▶ Your goal:
Reproduce the entries below, swapping "Could you find" for "Can you locate" wherever it occurs and leaving everything else untouched.

Stored items:
#####

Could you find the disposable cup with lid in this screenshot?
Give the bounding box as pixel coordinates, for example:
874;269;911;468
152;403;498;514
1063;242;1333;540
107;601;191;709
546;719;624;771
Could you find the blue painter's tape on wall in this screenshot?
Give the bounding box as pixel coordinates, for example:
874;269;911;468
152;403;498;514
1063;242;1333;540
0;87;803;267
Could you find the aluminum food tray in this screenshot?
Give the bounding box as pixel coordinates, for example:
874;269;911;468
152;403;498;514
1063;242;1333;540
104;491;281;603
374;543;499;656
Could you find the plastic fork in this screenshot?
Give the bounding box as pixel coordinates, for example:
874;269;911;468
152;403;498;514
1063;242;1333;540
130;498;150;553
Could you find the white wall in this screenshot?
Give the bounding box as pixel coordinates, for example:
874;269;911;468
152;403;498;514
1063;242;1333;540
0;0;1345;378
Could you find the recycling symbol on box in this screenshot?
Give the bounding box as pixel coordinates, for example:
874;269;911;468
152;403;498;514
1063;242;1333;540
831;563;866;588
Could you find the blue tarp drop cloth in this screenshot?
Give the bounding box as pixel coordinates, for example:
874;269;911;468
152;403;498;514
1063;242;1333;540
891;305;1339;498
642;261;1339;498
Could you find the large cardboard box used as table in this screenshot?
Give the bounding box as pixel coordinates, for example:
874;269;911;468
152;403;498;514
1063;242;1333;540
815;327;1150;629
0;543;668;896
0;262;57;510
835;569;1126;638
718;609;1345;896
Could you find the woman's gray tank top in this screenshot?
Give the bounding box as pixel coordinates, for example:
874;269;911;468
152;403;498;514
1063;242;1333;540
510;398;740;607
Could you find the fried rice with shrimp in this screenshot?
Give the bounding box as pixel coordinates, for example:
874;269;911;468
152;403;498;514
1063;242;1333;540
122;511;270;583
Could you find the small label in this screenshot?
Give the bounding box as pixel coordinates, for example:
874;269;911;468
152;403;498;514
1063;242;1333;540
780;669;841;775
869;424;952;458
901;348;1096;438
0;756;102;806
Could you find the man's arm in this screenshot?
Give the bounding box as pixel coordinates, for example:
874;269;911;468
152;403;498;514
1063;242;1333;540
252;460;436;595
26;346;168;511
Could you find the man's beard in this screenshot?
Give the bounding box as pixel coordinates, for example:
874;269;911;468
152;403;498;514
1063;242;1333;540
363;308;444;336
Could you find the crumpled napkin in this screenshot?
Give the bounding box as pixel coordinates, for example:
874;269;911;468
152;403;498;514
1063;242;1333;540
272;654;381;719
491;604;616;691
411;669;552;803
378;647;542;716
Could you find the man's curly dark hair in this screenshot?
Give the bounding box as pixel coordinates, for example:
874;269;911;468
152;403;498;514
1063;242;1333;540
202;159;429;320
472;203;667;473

#####

▶ Written solution:
Can you locate the disposable cup with lid in this screenshot?
Give the bounding box as pixel coordinates, for example:
874;269;911;468
152;403;498;514
1063;242;1333;540
107;601;191;709
546;719;624;771
Can you locate the blue painter's tape on wall in this screenshot?
Give the bounding box as pixel coordinates, for example:
874;269;911;468
152;403;498;514
1063;242;1333;540
0;87;803;267
Can you locate the aluminum food tray in this screenshot?
Give the bounding box as pixel coordinates, for example:
874;269;911;468
152;403;498;514
1063;242;1333;540
104;491;281;603
374;543;499;656
Can you locate the plastic fork in this screenshot?
Give the bounding box as pixel coordinates, for example:
874;269;911;468
152;403;498;514
1063;242;1333;540
130;498;150;553
Can you locate the white wall in this screenshot?
Give the bounding box as pixel coordinates, for example:
874;269;911;468
152;403;498;514
1063;242;1333;540
0;0;1345;378
Can you locate the recycling symbol on box in this screenshot?
Give the bounding box as pixel coordinates, for example:
874;269;911;468
152;403;498;514
1063;242;1333;540
831;563;866;588
Can you locate the blue tarp drop cloth in this screenshot?
Give the bounding box as pixel coordinates, for example:
874;269;911;468
152;403;498;514
1063;242;1333;540
891;305;1339;498
642;261;1339;498
Can you locate the large cardboard box used as table in this screenshot?
Give the bounding box as pixel coordinates, for example:
874;269;911;468
152;403;498;514
1063;242;1333;540
815;327;1150;629
0;543;668;896
0;262;57;510
835;569;1126;638
718;609;1345;896
Can you locate the woman's gray tank top in this screenshot?
Give the bounding box as pixel coordinates, for example:
874;269;911;468
152;403;498;514
1063;242;1333;540
510;398;740;607
Can you locate the fried rice with shrimp in this screenshot?
Give the bounding box as pixel coordinates, for example:
874;269;911;468
152;403;498;514
1063;242;1333;540
122;511;270;583
Can you locate the small label in this screenshot?
Give the bounding box as pixel coordinates, for example:
874;269;911;468
152;403;498;514
1063;242;1333;540
780;669;841;775
869;424;952;458
901;348;1096;438
0;756;102;806
Can you locate the man's arm in this screenshot?
Give the bounding box as pixel coordinates, for example:
874;269;911;468
152;403;498;514
1063;242;1333;540
252;460;436;595
26;346;168;511
Can you locate the man's beard in this screenshot?
Give the bounding box as pixel coordinates, for example:
874;269;911;468
152;403;498;514
1063;242;1333;540
363;308;444;336
Can you locate the crumpled napkin in this screenshot?
Give the bounding box as pixel coordinates, for example:
874;269;911;468
152;403;498;514
1063;242;1333;540
272;654;381;719
491;604;616;691
411;669;552;803
378;647;542;716
Can you locate the man's curly dark hair in this screenshot?
Give the bounding box as pixel coordinates, for example:
874;269;911;468
152;403;498;514
1063;242;1333;540
202;159;429;320
472;203;667;473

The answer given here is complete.